Your instructions:
The records that follow are to be printed exactly, with no images.
┌──
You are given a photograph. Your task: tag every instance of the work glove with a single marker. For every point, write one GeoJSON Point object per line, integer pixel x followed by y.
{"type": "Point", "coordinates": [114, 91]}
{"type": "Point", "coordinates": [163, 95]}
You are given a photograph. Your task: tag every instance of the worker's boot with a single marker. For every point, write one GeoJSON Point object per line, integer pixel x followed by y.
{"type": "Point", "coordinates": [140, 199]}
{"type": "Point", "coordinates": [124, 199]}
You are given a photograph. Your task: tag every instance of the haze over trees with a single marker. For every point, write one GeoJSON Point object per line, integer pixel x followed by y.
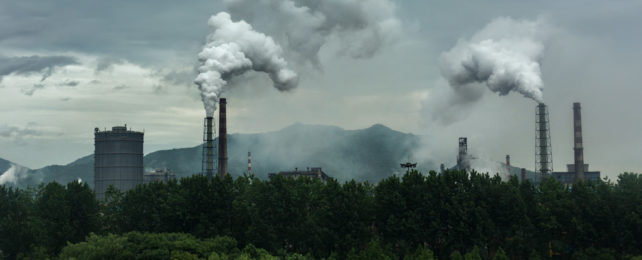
└──
Answer space:
You are given a photograph. Your task: tag every instance of the work glove with a single marker. For every point, write one GeoJSON Point object per line, integer pixel x followed by y.
{"type": "Point", "coordinates": [114, 91]}
{"type": "Point", "coordinates": [163, 95]}
You are given a photograph. Your task: tag every instance of the worker's boot with a single marker. For every point, write one GeoJSON Point object per line, integer pixel x followed by y.
{"type": "Point", "coordinates": [140, 199]}
{"type": "Point", "coordinates": [124, 199]}
You are given a photograph. Your task: tag every instance of the haze over trees with a single marker. For every point, write one GeoJSON Point object per line, integer pixel x followed by y.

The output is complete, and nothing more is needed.